_Work task:_
Write the records below out again. Match them exactly.
● ● ● ●
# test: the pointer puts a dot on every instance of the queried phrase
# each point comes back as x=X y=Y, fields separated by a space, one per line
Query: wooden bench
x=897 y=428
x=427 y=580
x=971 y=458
● ● ● ●
_Answer to this problem:_
# test: the pointer puts a dot on every instance of the queried phrase
# each point comes back as x=X y=Y, fields separated by a space, one per line
Query: wooden bench
x=897 y=428
x=427 y=580
x=971 y=458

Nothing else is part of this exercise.